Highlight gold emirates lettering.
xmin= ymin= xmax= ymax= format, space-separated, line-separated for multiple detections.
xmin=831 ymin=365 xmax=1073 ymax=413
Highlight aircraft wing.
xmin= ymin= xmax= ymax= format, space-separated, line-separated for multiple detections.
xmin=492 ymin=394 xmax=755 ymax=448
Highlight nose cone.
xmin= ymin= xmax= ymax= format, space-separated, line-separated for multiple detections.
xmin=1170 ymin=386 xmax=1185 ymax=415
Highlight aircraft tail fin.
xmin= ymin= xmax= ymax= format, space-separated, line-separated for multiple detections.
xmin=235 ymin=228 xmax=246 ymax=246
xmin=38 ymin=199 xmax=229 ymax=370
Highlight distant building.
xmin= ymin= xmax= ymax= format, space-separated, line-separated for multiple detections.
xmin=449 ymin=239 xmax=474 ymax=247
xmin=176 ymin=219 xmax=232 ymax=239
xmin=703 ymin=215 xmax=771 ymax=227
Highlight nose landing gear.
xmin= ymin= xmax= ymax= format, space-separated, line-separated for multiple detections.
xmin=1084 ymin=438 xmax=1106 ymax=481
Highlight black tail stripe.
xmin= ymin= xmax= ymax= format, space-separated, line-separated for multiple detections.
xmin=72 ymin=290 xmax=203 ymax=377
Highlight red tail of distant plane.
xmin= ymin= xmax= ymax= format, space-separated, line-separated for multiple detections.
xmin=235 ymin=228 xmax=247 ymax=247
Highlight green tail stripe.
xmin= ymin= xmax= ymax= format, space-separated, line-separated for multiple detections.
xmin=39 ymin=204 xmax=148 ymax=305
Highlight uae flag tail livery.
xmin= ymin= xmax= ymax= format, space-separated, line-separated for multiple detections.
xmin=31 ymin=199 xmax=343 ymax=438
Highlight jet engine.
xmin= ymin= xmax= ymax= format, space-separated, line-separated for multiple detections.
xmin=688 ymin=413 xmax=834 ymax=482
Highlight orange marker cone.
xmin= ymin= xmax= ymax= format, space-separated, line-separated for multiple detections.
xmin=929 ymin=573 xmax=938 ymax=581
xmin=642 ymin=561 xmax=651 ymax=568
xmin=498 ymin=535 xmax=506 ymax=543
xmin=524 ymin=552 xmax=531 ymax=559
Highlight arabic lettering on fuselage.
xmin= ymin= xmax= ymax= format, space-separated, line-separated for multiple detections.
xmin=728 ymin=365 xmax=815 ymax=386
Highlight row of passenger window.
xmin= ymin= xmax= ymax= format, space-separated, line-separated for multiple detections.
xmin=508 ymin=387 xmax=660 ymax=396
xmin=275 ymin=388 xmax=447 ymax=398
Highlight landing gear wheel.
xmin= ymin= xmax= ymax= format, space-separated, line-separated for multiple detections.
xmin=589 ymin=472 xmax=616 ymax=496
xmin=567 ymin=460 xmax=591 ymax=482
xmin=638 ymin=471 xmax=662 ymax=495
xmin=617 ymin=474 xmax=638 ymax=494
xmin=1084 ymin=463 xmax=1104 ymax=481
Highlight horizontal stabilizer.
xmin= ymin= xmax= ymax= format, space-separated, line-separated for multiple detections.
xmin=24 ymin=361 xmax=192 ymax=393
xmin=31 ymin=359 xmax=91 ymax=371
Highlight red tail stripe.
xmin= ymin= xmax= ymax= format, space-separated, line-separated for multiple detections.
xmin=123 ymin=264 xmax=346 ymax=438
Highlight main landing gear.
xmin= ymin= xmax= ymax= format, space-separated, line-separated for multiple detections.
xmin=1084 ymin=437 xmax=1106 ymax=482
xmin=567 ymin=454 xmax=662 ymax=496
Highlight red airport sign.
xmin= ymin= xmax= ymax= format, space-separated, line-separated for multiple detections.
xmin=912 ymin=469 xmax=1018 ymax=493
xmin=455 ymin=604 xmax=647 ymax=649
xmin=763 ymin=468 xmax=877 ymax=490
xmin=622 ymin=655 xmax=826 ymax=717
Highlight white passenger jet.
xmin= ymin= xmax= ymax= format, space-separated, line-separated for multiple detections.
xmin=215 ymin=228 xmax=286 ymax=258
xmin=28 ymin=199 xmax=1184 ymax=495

Required work =>
Everything from the line containing "Highlight red airport sign." to the last line of the material above must be copied exactly, and only that.

Problem solution =>
Highlight red airport sign.
xmin= ymin= xmax= ymax= format, space-separated, line-separated for multiple detections.
xmin=912 ymin=469 xmax=1018 ymax=493
xmin=455 ymin=604 xmax=647 ymax=649
xmin=763 ymin=468 xmax=877 ymax=490
xmin=622 ymin=655 xmax=826 ymax=717
Highlight white passenger jet.
xmin= ymin= xmax= ymax= format, space-separated, line-separated for multiple detections.
xmin=215 ymin=228 xmax=286 ymax=258
xmin=28 ymin=199 xmax=1184 ymax=495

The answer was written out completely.